→ CHALLENGE 1
Copy out the rows from the line with "If you could drop a marker on the flip" up to and including the last row, word for word, and leave out the pictures.

→ DOCUMENT EXTRACT
********************

The Humble PID Controller That Can Do What Engineers Thought Required AI

At minus 40 degrees Celsius, the heater in a barn full of cows maxes out. The fan slows to keep warm air in. CO2 starts climbing past 1,000 parts per million — the threshold for good air quality. Then past 2,000. At 3,000 ppm, the control system makes a final, automatic decision: the cows are better off breathing stale air than freezing. No engineer intervenes. No optimization algorithm solves a differential equation. A handful of classical PID controllers, arranged with deliberate logic, navigate the entire crisis.
That scenario — drawn from real simulations in a new paper by Sigurd Skogestad of the Norwegian University of Science and Technology — is a provocation. For roughly 40 years, the dominant view in academic control engineering has been that managing shifting, conflicting constraints requires sophisticated model-based tools: model predictive control (MPC), which uses a dynamic mathematical model of a process to continuously solve an optimization problem, or real-time optimization (RTO), which does the same at a slower timescale. These tools are powerful. They are also expensive to build, brittle when the model drifts from reality, and opaque to the operators who run industrial plants day to day. Skogestad (2026) argues — with worked examples and simulations — that a much older, simpler approach has been hiding in plain sight.

********************

→ TASK DATA
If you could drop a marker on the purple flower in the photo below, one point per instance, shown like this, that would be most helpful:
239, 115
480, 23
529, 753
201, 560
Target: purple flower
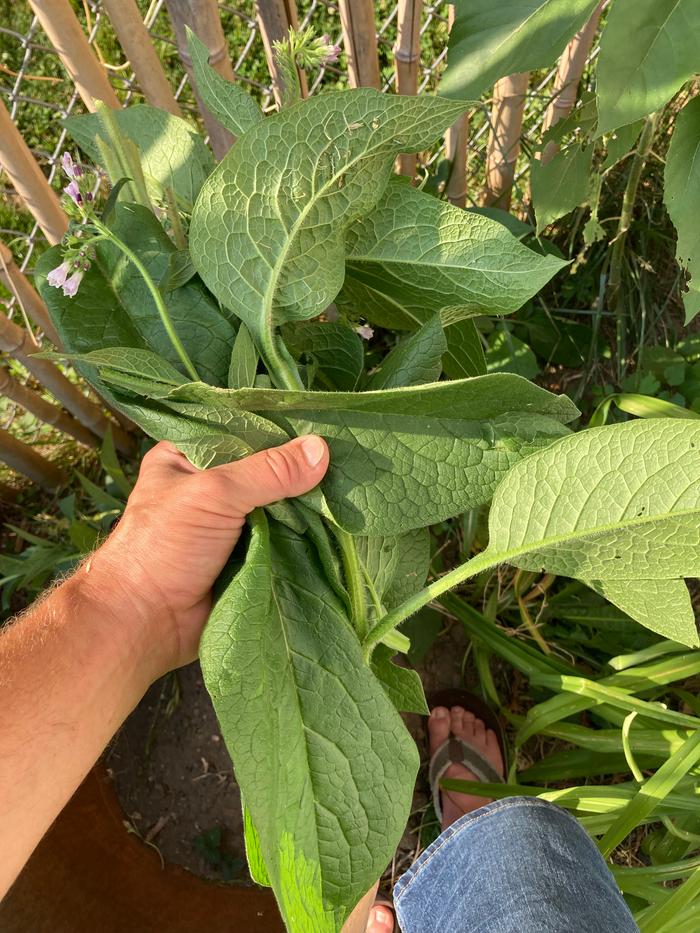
69, 166
58, 276
70, 288
73, 191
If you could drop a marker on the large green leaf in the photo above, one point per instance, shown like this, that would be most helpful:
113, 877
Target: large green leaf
113, 307
464, 356
489, 40
400, 458
561, 184
231, 106
424, 255
268, 229
618, 507
323, 760
637, 77
173, 154
414, 360
335, 349
682, 197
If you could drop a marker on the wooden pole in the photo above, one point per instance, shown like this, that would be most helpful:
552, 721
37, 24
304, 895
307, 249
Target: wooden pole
569, 72
45, 411
407, 58
61, 25
456, 149
275, 18
29, 181
360, 38
202, 16
27, 297
18, 343
24, 459
504, 138
138, 46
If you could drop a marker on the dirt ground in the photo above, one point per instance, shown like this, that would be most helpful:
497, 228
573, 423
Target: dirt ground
173, 775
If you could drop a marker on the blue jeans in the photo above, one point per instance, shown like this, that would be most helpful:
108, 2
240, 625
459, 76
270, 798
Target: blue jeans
518, 865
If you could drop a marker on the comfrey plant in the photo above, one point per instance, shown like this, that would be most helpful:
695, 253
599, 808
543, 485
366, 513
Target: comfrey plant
203, 313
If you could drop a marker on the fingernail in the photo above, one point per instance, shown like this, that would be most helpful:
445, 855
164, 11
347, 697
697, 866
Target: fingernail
314, 450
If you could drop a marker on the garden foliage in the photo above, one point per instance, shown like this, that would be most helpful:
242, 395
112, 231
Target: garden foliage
647, 56
201, 313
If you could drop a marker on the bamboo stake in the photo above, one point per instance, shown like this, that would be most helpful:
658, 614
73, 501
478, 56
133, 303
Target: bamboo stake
456, 149
407, 57
504, 138
569, 72
27, 296
275, 18
360, 38
18, 343
202, 16
22, 458
61, 25
45, 411
29, 181
138, 46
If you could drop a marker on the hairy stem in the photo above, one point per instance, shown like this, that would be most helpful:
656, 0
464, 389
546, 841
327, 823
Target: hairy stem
471, 568
174, 218
354, 580
615, 291
155, 294
279, 364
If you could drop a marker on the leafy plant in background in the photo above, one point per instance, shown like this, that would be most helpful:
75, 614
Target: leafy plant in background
646, 61
84, 516
202, 312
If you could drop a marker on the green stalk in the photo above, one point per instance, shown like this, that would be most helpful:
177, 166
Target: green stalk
471, 568
174, 218
155, 294
615, 291
354, 580
125, 153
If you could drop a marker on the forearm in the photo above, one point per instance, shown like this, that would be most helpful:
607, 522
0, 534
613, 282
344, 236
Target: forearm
71, 670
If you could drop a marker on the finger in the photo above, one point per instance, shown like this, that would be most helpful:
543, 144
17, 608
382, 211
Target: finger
278, 473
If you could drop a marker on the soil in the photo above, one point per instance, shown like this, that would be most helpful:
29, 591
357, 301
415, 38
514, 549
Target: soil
174, 779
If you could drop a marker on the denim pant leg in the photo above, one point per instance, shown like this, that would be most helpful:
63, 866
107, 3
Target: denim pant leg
518, 865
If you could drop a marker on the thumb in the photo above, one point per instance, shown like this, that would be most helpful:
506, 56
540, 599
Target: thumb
278, 473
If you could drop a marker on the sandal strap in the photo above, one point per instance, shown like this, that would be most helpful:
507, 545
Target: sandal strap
456, 751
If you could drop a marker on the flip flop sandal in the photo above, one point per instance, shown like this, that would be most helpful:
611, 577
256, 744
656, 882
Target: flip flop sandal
456, 751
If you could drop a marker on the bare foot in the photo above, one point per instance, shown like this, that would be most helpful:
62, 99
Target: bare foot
456, 721
381, 920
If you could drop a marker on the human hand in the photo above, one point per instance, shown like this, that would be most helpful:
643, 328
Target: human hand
157, 568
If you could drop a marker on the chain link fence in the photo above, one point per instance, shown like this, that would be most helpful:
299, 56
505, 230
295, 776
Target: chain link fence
39, 93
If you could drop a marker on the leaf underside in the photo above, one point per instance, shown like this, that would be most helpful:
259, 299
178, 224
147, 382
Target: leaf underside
325, 763
267, 232
617, 507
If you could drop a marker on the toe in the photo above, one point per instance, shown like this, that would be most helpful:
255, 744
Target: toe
438, 727
380, 920
467, 732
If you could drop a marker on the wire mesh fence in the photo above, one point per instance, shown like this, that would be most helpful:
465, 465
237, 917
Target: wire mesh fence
39, 93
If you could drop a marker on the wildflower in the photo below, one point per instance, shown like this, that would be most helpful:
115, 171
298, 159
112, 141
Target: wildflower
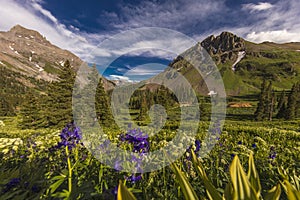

********************

→ CHALLENGE 2
In the PID controller article, why does the fan slow down when the temperature reaches minus 40 degrees Celsius?

→ COMPLETE RESPONSE 1
If you could drop a marker on the flip flop sandal in the photo above, one point per instance, shown like this, that would be most helpful:
611, 577
256, 744
656, 882
Target: flip flop sandal
456, 751
If you could drop a marker on the bare foot in the photo above, one point per instance, shown like this, that would be most helpful:
62, 99
Target: bare foot
456, 721
381, 920
If you could drop a marker on the human hand in the photo above, one point per instance, shown like this, that would be most helpful:
643, 328
Target: human hand
157, 568
If you could drop a marker on the chain link fence in the photo above, one point per instance, shown like this, that would be most helpful:
299, 56
505, 230
295, 776
Target: chain link fence
39, 93
If you could drop a marker on the leaf underside in the photo above, one point per instance, shown like this, that would be most helpful:
259, 299
178, 224
147, 382
Target: leaf underside
325, 763
267, 232
617, 507
If you could drop a marker on the toe in the photo above, one point per instance, shown like this, that would be most helpful:
255, 744
Target: toe
438, 727
380, 920
467, 732
If you could drop a marker on the wire mesh fence in the photo above, one point per instance, shown like this, that would be most helpful:
465, 465
237, 917
Target: wire mesh fence
39, 93
If you could drop a marker on the wildflower in the photo below, one point per instance, shown like this, that would be most helpful:
115, 171
298, 159
112, 141
Target: wildflower

→ COMPLETE RESPONSE 2
The fan slows to keep warm air in, because at that temperature the heater in the barn has maxed out.